Der ukrainische Präsident Wiktor Juschtschenko erklärte dennoch, der Gasstreit werde in Kürze mit einem Kompromiss beigelegt – seine Standardformel in den letzten Wochen. Keiner einzigen ukrainischen Familie stehe ein Winter in einer unbeheizten Wohnung bevor, versprach der Staatschef. „Allerdings kann zweifellos keine Rede von 230 Dollar für 1.000 Kubikmeter sein“, so Juschtschenko, „Das ist ein Preis, den die Ukraine niemals akzeptieren wird.“
Juschtschenkos Premierminister Juri Jechanurow reagierte auf die Gazprom-Drohungen inzwischen mit der Ankündigung, notfalls werde die Ukraine 15 Prozent der Transitlieferungen an Westeuropa für eigene Zwecke abzweigen. Was Jechanurow als das „unbestreitbare Recht“ seines Landes bezeichnete, ist für Gazprom-Chef Alexej Miller schlicht „Diebstahl“.
Sollte die Ukraine sich aus den Gaslieferungen an die westeuropäischen Länder bedienen, müssten notfalls auch die Exporte dorthin eingestellt werden, heißt es bei Gazprom.
Der deutsche Botschafter in Kiew, Dietmar Stüdemann, ergriff Partei für die Ukraine. Sie habe ein Recht darauf, dass die Preise für die russischen Gaslieferungen schrittweise und nicht auf einen Schlag angehoben würden, sagte er der ukrainischen Zeitung Delo. Das Ultimatum Moskaus sei nicht hinnehmbar.
Die EU hingegen hat sich bisher nicht in den Konflikt eingemischt. „Das ist eine innere Angelegenheit Russlands und der Ukraine“, sagte der Moskauer EU-Botschafter Marc Franco in einem Interview.

§ BEREITGESTELLTE ZEILEN:

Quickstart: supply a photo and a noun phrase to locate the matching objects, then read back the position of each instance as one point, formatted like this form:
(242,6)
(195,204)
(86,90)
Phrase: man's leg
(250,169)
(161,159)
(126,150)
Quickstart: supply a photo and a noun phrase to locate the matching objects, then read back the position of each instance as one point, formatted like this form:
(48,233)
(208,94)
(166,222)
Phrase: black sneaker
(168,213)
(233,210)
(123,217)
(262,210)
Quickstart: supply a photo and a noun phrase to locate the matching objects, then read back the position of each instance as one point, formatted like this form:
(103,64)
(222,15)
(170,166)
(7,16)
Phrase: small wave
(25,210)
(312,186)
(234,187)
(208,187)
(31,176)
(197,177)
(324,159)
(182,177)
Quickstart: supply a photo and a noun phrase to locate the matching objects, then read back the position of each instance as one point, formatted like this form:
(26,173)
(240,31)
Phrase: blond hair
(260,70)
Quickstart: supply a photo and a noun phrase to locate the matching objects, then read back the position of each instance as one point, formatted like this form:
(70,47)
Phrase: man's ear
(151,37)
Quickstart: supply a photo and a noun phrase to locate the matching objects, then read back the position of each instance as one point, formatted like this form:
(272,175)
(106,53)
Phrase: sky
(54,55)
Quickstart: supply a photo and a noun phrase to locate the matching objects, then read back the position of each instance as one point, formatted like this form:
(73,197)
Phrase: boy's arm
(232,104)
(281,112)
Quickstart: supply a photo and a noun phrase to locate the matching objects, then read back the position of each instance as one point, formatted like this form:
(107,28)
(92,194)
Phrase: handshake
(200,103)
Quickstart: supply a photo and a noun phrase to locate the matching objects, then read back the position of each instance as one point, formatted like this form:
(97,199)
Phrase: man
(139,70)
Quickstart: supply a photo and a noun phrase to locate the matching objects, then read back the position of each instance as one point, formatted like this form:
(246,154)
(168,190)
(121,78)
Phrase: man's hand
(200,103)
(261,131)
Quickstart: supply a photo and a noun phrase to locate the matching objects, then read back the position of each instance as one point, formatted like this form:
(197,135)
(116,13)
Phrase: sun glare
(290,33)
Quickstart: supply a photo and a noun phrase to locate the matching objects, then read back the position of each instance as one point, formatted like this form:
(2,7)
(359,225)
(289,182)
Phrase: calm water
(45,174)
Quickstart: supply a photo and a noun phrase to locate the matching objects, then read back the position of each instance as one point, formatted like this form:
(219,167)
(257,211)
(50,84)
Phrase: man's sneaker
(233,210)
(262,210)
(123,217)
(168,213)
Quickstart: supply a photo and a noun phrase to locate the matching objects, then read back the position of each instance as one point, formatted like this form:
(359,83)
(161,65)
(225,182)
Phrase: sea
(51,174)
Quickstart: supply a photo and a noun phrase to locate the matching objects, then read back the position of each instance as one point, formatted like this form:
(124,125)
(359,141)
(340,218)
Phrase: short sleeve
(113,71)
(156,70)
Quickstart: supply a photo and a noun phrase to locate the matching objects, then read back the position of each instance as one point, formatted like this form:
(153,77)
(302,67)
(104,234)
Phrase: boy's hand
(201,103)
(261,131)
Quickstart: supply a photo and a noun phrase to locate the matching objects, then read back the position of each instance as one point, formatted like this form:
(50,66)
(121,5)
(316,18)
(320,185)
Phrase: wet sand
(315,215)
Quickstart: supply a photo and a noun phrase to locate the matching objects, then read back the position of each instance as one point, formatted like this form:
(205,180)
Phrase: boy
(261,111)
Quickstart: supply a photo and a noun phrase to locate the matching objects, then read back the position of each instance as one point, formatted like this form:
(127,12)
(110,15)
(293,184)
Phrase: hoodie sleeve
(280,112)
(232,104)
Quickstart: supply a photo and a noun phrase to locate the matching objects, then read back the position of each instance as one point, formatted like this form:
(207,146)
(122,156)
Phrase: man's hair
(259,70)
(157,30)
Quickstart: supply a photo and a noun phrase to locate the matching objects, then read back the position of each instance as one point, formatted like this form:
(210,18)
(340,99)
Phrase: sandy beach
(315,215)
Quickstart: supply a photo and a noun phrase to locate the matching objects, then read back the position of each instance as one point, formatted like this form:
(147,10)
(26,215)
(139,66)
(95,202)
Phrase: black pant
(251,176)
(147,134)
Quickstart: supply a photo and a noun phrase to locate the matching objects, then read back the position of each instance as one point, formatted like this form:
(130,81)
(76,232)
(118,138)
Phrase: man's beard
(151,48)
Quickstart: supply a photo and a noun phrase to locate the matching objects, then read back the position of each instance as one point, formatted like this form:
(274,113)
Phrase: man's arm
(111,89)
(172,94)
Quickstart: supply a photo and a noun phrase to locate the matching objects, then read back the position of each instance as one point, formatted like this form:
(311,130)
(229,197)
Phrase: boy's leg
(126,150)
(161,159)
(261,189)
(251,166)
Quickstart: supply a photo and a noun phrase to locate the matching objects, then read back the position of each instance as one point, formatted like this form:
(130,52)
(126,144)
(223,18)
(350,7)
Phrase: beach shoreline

§ ZU BEARBEITENDE AUFGABEN:
A - Gib bitte aus dem Text zum Gasstreit alles von „Der deutsche Botschafter“ bis hinunter zu „in einem Interview.“ wortgetreu wieder.
B - Wie viel Prozent der Transitlieferungen an Westeuropa will die Ukraine laut Jechanurow im Text zum Gasstreit notfalls für eigene Zwecke abzweigen?
Die Zeilen sind eigenständiges Material und gehören nicht zum Text zum Gasstreit.

§ AUSGEARBEITETE LÖSUNGEN:
A -
Der deutsche Botschafter in Kiew, Dietmar Stüdemann, ergriff Partei für die Ukraine. Sie habe ein Recht darauf, dass die Preise für die russischen Gaslieferungen schrittweise und nicht auf einen Schlag angehoben würden, sagte er der ukrainischen Zeitung Delo. Das Ultimatum Moskaus sei nicht hinnehmbar.
Die EU hingegen hat sich bisher nicht in den Konflikt eingemischt. „Das ist eine innere Angelegenheit Russlands und der Ukraine“, sagte der Moskauer EU-Botschafter Marc Franco in einem Interview.

B - 15 Prozent.